▶ _Text block_
*** Block opens ***

Civil servants, retirees and students pay a heavy price for the crisis
Retirees, government officials and students who were sent abroad with a scholarship have paid a heavy price for the financial crisis and its management by the authorities.
As of February 2021, 280 civil servants were claiming 17 months of salary in arrears. In November 2020, more than 40,000 retirees had accumulated 28 months of unpaid pensions. Congolese students abroad have gone for at least three years without receiving their scholarships.
A student studying overseas told Amnesty International that there were more than 200 people that had been waiting for months for their scholarships to be paid:
“We are waiting for the payment of nearly 36 months of scholarship … Students are here without graduation or certificate of completion of their studies. This is due to the lack of payment of academic fees by our government … Many students were forced to leave school to do small jobs. “
Repression as a treatment for health problems
The report documents the authorities’ crackdown on all those who denounced the management and governance that worsened the situation of economic and social rights including those who did not comply with the COVID-19 restriction measures.

*** Block closes ***

▶ _Recorded information_
*** Block opens ***

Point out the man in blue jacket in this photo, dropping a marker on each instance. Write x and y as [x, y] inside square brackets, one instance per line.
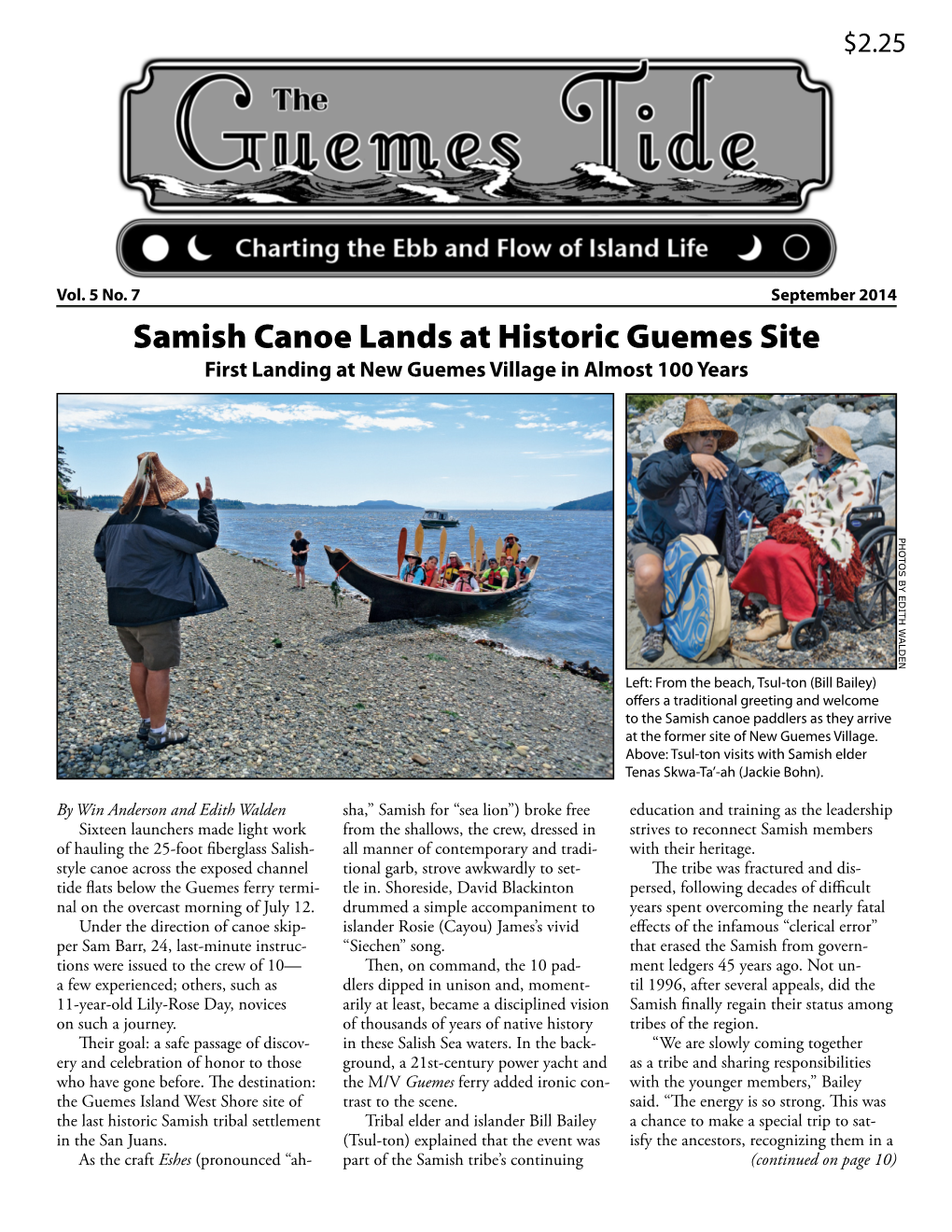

*** Block closes ***
*** Block opens ***

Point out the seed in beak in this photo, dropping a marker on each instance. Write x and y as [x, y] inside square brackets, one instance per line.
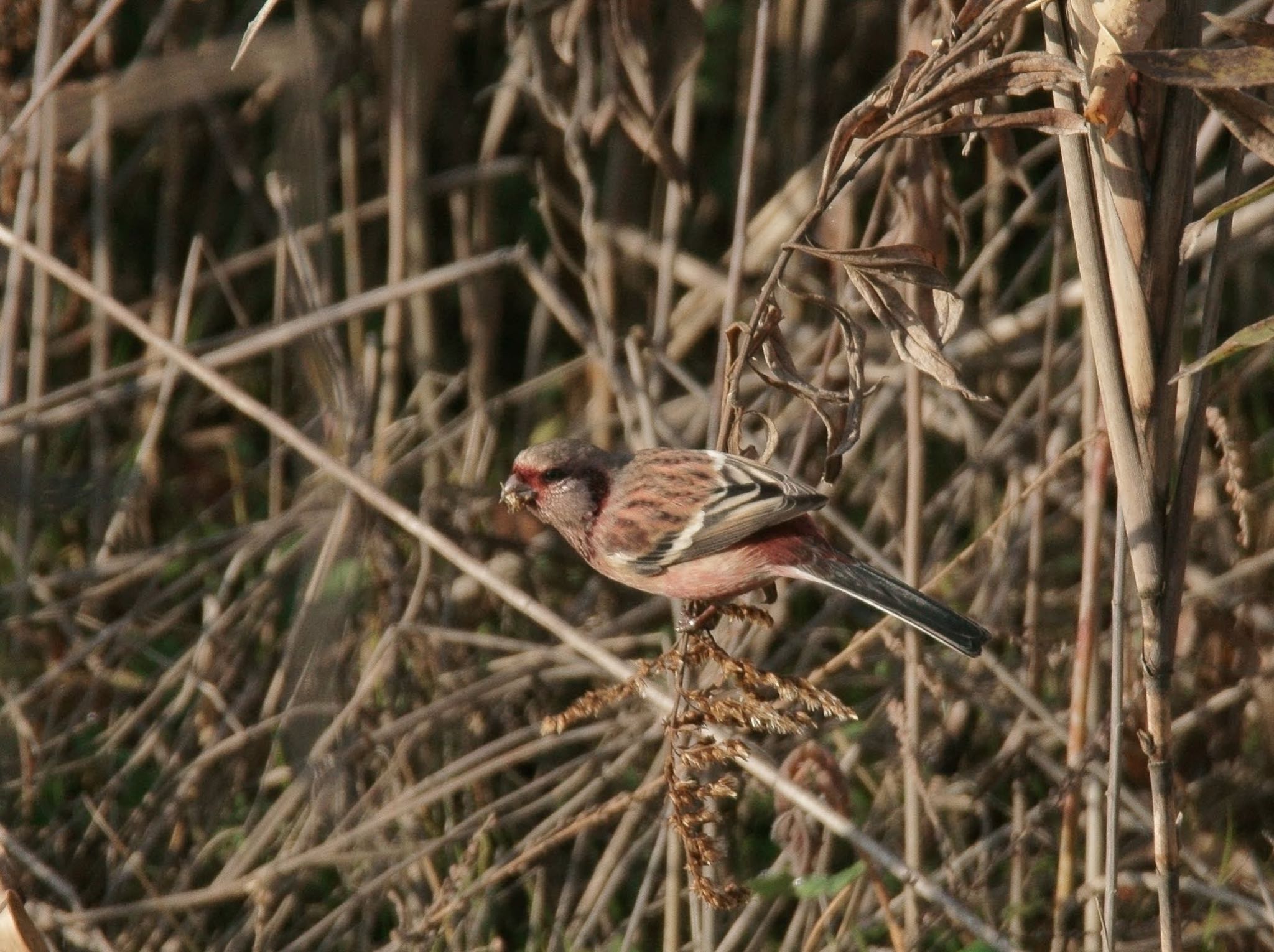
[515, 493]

*** Block closes ***

▶ _Exercise objective_
Copy the passage on the financial crisis word for word, everything from "Civil servants, retirees" down to "receiving their scholarships.".

▶ _Output_
Civil servants, retirees and students pay a heavy price for the crisis
Retirees, government officials and students who were sent abroad with a scholarship have paid a heavy price for the financial crisis and its management by the authorities.
As of February 2021, 280 civil servants were claiming 17 months of salary in arrears. In November 2020, more than 40,000 retirees had accumulated 28 months of unpaid pensions. Congolese students abroad have gone for at least three years without receiving their scholarships.